── Source document ──

According to Higgins, the Egyptians had sidelined and banned the Muslim Brotherhood and other Islamist outfits in the Palestinian regions that were under Egyptian control till the 1967 Arab-Israel War. But once these regions fell in the hands of Israeli forces, the Israelis allowed the Islamist groups to operate, as long as they were anti-PLO.

With Israeli support, the Mujama and other such groups began to undermine the PLO’s influence. They organised charity programmes, establishing small clinics, schools and mosques and, in return, were able to recruit a large number of disillusioned Palestinians. Hamas treaded the same path until 1994, when the PLO agreed to recognise Israel as a country and, in exchange of which, Israel handed over the West Bank and Gaza to the Palestinians. 

However, thus began campaigns of suicide bombings, assassinations and rocket attacks against Israel by Hamas, drawing vicious Israeli reprisals. The PLO had swept the 1996 elections, but Hamas won the 2006 elections. It received 44.45 percent of the total votes to the PLO’s 41.43 percent.

Fatah’s Muhammad Abbas had replaced Yasser Arafat as president of Palestine after Arafat’s demise in 2004. Tensions between the Fatah-led PLO and Hamas had been simmering since the 1990s. The PLO had agreed to end its policy of armed resistance and, as a result, the PLO’s presence and government were recognised by the international community. The PLO now favoured a settlement through negotiations and by providing jobs, education and security to the Palestinians.

───
── Source data ──

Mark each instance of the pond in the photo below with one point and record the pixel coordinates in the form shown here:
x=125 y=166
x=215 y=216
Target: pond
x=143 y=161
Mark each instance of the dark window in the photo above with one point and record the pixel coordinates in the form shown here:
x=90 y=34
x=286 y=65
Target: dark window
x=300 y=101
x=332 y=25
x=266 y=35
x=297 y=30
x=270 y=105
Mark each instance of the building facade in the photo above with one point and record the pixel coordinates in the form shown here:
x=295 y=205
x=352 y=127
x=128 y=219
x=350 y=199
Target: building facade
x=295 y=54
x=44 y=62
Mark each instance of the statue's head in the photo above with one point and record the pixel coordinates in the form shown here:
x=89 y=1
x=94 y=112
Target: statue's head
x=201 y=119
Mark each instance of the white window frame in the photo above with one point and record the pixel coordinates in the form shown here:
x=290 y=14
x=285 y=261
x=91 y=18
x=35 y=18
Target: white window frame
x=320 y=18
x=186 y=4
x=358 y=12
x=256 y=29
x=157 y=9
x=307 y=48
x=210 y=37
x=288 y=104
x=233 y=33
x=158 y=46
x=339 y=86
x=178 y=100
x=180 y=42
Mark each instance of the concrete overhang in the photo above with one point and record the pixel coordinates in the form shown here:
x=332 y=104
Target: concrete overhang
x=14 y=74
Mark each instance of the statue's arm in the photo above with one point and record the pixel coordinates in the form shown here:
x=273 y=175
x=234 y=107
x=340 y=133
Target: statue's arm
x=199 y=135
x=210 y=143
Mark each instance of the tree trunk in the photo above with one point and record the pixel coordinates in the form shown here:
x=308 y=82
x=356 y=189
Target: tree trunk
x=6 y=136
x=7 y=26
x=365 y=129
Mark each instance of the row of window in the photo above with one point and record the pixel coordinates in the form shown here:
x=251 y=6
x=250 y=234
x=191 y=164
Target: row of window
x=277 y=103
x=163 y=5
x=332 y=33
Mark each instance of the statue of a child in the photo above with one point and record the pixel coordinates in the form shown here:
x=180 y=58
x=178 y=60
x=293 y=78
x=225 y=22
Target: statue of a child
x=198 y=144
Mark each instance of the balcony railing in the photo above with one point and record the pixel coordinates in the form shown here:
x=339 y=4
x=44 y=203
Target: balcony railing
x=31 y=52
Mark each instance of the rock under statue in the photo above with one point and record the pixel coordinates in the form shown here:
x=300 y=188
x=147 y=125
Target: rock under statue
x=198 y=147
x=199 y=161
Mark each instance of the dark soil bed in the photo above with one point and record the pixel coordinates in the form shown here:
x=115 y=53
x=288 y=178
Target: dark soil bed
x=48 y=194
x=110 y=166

───

_Work request_:
Print the passage on Hamas and the PLO word for word, between "However, thus began" and "PLO’s 41.43 percent.", inclusive.

_Output for this task_:
However, thus began campaigns of suicide bombings, assassinations and rocket attacks against Israel by Hamas, drawing vicious Israeli reprisals. The PLO had swept the 1996 elections, but Hamas won the 2006 elections. It received 44.45 percent of the total votes to the PLO’s 41.43 percent.